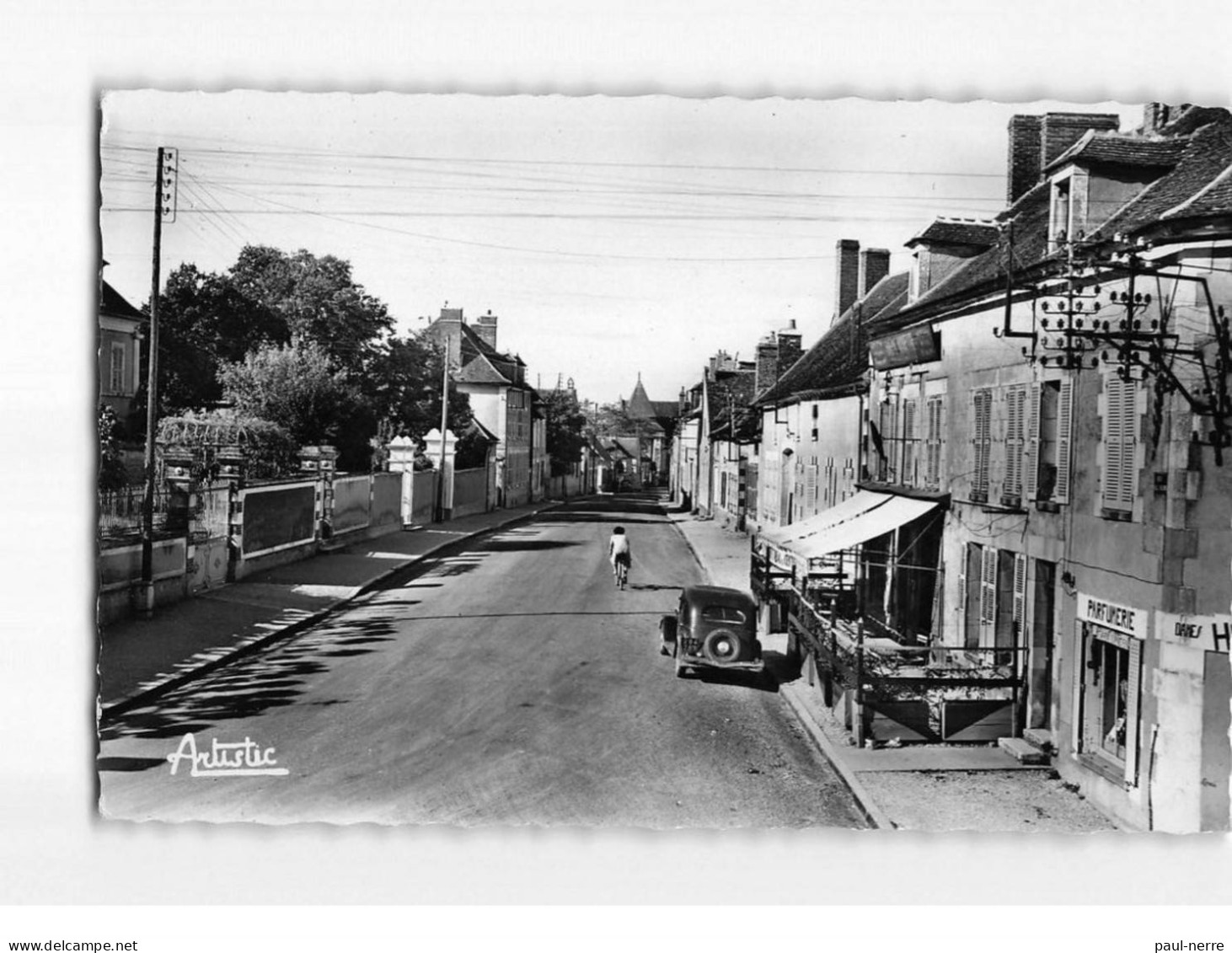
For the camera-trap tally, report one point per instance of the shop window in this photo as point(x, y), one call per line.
point(1110, 701)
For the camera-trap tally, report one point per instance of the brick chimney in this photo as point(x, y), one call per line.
point(485, 326)
point(847, 275)
point(1023, 158)
point(1036, 141)
point(874, 266)
point(789, 349)
point(448, 329)
point(768, 363)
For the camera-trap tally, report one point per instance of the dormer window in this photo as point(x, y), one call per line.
point(1060, 224)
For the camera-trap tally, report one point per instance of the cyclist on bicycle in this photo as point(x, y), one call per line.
point(620, 553)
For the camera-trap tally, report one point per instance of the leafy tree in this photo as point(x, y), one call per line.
point(317, 299)
point(112, 474)
point(205, 320)
point(565, 429)
point(295, 387)
point(404, 388)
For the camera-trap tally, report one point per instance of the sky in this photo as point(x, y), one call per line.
point(615, 238)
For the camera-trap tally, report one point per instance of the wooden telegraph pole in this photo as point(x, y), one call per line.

▬▬▬▬▬▬

■ **Short problem**:
Repeat everything from the start of the records down to and including the line containing "point(1110, 701)", and leave the pictures out.

■ **Correct result**:
For the camera-trap tally, report one point per instance of the shop window in this photo as point(x, y), one call per line.
point(1110, 701)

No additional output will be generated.